**DATASET EXCERPTS**
━━━━━━━━

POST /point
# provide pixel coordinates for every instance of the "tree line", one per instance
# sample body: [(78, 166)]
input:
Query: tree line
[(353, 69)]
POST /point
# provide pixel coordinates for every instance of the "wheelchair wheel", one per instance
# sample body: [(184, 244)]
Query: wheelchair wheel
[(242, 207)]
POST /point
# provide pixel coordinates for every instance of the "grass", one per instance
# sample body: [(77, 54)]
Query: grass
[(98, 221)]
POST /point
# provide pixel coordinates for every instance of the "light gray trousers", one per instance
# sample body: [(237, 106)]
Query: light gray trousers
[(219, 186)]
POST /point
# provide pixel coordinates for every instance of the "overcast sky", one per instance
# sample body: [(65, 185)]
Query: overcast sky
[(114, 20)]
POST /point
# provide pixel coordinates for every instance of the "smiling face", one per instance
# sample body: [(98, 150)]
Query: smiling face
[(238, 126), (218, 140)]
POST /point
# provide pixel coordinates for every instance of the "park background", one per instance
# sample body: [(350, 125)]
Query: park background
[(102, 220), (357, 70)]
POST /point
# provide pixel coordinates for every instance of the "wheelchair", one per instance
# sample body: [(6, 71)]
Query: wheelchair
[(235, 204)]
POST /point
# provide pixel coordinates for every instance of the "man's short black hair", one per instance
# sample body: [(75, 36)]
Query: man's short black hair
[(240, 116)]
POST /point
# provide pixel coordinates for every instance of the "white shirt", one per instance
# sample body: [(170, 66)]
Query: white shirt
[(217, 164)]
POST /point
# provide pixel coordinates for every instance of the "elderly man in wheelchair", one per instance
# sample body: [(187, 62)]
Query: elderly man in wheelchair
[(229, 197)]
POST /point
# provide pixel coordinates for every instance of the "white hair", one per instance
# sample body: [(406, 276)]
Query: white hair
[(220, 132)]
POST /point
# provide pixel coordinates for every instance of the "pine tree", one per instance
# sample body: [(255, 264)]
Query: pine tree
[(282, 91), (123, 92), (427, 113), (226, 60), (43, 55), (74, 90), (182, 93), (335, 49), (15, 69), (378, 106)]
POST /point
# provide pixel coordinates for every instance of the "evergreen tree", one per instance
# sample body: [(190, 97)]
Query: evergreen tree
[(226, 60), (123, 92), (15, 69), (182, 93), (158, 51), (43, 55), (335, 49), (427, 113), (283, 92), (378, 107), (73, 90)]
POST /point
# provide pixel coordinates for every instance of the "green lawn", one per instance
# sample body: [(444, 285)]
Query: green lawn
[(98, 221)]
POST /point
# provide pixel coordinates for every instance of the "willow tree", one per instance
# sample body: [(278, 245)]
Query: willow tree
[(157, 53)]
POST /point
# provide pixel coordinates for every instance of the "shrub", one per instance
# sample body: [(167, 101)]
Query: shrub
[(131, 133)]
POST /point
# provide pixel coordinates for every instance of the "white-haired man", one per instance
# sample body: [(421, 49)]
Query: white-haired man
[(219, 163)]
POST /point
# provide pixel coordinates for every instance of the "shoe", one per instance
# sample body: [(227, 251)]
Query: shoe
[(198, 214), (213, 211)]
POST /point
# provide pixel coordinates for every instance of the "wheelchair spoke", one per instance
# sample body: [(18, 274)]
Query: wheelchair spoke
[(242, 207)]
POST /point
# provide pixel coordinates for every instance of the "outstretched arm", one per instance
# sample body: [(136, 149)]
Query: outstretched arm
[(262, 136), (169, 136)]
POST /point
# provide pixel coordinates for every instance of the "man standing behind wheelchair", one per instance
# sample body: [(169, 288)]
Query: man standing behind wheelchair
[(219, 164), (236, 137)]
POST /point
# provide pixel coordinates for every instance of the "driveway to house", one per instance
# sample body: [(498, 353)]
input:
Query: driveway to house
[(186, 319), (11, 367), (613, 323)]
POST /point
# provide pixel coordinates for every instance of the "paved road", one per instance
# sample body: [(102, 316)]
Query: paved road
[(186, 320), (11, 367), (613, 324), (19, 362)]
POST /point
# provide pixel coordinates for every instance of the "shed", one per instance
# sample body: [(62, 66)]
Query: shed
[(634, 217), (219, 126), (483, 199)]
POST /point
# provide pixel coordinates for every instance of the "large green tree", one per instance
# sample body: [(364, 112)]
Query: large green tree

━━━━━━━━

**WHAT YOU WILL DO**
Scale the data from its first line up to and including the line with "[(238, 126), (218, 140)]", reproducing every line. Multiply only the point coordinates in the answers by 2.35 and round each to a whole number, with halves rounded up.

**OUTPUT FOR THIS TASK**
POST /point
# provide pixel coordinates for every instance of the "tree line", one per instance
# sample body: [(78, 166)]
input:
Query: tree line
[(830, 162)]
POST /point
# provide pixel coordinates for every instance of the "wheelchair wheel", one per instance
# sample body: [(184, 244)]
Query: wheelchair wheel
[(569, 486)]
POST /point
# provide pixel coordinates for every instance of the "grass", one per instance
# sample body: [(77, 54)]
Query: grass
[(230, 519)]
POST /point
# provide pixel coordinates for every instance of the "light gray trousers", one per instance
# sample body: [(237, 106)]
Query: light gray trousers
[(515, 437)]
POST /point
# provide pixel coordinates for every instance of the "overcast sky", one per instance
# sample body: [(65, 185)]
Query: overcast sky
[(268, 47)]
POST /point
# provide pixel coordinates for every instance of the "smiling face", one per instance
# sample body: [(98, 150)]
Query: smiling face
[(559, 296), (512, 329)]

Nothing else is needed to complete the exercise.